━━━━━ Supplied records ━━━━━
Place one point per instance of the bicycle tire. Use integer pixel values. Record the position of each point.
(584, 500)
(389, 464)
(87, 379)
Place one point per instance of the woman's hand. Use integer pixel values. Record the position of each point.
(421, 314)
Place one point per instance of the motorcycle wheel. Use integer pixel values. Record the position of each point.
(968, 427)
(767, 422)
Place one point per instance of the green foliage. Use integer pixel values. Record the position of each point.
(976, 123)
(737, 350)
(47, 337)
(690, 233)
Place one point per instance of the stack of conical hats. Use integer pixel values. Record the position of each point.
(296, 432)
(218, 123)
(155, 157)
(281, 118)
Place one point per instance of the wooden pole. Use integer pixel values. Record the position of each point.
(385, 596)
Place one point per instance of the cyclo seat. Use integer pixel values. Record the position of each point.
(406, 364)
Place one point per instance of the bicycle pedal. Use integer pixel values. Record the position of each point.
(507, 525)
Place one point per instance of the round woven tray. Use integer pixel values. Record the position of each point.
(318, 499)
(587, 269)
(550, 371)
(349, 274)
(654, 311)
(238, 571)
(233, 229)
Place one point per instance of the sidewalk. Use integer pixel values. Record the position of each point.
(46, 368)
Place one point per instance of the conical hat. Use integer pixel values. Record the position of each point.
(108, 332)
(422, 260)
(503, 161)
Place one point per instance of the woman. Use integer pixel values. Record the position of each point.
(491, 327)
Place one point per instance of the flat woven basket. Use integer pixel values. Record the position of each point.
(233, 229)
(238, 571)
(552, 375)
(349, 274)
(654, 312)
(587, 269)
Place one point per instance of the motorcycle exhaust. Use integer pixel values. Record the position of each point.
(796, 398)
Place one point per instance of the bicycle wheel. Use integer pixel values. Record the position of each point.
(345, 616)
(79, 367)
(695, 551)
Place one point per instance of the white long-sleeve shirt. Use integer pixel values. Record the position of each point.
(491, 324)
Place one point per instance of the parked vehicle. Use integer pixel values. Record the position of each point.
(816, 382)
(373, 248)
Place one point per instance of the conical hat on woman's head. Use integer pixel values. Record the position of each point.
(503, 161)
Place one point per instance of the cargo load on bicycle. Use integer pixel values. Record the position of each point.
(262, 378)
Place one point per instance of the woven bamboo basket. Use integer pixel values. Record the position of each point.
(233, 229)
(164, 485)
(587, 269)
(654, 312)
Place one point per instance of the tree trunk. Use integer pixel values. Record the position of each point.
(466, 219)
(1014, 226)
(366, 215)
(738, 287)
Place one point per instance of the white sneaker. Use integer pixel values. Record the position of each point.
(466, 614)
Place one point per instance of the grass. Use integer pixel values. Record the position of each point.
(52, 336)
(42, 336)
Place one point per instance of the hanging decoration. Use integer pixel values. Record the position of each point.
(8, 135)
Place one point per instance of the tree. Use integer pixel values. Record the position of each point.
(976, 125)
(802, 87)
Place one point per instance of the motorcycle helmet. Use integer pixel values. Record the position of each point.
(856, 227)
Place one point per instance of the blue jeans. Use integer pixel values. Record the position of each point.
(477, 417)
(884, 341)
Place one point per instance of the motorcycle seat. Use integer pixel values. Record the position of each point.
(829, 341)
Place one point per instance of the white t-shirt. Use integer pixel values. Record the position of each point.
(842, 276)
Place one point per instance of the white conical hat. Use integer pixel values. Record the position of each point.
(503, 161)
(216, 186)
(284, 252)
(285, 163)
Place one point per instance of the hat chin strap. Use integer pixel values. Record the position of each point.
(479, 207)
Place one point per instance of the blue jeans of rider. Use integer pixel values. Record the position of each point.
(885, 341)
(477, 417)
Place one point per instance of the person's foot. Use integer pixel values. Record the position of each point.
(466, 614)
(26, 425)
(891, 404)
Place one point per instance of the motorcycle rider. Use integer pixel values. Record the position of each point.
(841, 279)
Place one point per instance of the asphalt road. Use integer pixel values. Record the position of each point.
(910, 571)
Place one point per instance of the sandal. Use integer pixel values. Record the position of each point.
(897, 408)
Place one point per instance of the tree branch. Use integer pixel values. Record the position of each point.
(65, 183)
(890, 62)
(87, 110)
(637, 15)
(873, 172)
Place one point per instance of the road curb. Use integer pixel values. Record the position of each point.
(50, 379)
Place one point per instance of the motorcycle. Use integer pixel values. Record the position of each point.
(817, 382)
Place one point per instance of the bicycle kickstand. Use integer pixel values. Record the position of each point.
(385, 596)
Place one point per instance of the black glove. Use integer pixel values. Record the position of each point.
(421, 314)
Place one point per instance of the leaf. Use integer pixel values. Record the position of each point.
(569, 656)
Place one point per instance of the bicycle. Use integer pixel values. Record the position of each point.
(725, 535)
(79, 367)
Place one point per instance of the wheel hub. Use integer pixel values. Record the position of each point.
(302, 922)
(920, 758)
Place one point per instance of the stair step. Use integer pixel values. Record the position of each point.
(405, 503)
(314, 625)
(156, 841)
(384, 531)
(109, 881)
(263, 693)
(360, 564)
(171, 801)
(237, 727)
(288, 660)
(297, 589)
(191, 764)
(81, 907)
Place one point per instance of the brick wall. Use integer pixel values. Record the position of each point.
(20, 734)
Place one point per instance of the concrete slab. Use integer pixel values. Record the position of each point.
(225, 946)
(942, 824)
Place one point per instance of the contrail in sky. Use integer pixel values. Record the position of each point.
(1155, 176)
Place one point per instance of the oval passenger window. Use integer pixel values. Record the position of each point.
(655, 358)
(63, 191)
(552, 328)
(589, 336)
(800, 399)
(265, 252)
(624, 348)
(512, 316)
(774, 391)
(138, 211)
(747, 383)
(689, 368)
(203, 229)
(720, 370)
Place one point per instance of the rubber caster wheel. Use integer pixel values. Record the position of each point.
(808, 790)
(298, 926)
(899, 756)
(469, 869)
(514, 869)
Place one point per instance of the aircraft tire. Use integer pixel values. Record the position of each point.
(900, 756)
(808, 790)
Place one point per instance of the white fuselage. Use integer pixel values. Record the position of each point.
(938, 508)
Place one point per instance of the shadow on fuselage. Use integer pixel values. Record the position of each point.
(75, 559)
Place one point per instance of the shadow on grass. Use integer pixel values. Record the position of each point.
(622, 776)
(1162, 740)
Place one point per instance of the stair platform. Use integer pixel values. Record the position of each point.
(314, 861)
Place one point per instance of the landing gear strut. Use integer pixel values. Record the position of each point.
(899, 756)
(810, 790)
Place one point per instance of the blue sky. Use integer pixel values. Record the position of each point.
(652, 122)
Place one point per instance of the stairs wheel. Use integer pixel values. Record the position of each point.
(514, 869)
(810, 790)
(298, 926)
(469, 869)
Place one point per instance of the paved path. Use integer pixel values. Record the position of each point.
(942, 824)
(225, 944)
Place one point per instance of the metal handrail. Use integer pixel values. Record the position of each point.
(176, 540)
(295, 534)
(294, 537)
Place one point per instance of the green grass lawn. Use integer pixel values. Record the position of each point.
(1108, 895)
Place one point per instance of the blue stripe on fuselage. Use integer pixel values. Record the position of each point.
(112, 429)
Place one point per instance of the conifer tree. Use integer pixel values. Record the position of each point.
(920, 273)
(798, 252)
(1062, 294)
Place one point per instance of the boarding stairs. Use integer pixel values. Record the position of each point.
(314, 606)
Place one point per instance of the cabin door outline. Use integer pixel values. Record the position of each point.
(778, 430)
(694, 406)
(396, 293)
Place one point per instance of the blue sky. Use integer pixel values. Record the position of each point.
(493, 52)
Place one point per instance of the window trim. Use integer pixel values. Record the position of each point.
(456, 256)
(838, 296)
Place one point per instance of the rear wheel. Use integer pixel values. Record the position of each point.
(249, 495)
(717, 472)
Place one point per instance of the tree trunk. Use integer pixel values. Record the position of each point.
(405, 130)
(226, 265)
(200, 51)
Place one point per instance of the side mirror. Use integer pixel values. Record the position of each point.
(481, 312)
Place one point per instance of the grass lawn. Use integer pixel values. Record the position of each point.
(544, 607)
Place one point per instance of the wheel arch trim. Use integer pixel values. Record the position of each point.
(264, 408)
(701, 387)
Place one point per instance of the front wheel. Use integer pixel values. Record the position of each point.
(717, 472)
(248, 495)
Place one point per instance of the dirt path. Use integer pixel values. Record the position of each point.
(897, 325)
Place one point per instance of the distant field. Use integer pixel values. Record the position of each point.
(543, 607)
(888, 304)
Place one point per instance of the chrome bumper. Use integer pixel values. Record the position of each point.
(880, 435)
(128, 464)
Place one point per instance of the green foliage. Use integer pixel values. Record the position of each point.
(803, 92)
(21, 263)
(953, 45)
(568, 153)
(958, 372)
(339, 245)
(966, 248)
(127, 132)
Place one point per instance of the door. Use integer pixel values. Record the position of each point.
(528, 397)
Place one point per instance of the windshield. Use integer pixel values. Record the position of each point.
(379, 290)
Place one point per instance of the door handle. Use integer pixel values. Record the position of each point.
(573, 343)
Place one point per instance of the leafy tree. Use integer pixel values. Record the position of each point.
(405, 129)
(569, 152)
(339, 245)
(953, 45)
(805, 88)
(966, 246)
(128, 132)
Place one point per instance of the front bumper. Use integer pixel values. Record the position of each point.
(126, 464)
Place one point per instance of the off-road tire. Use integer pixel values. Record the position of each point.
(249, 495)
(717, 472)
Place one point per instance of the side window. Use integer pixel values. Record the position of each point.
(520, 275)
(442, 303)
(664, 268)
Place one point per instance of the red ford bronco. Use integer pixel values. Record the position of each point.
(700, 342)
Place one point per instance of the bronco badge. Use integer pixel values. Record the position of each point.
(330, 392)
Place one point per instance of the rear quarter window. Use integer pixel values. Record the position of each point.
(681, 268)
━━━━━
• **Exercise goal**
Repeat the lines from the one containing "Place one point per instance of the side window." through the end of the listing, exactly and without any other lines; both ends are included.

• **Task answer**
Place one point per instance of the side window. Use integer pixel values. Record the position of each point.
(520, 275)
(442, 303)
(664, 268)
Place one point per instance of the red ford bronco. Use integer pixel values. Record the position of each point.
(700, 342)
Place one point per instance of the bronco badge. Use integer pixel values. Record the position of each point.
(330, 392)
Place one point per instance of the rear quarter window. Use integer pixel values. Record the position of each point.
(681, 268)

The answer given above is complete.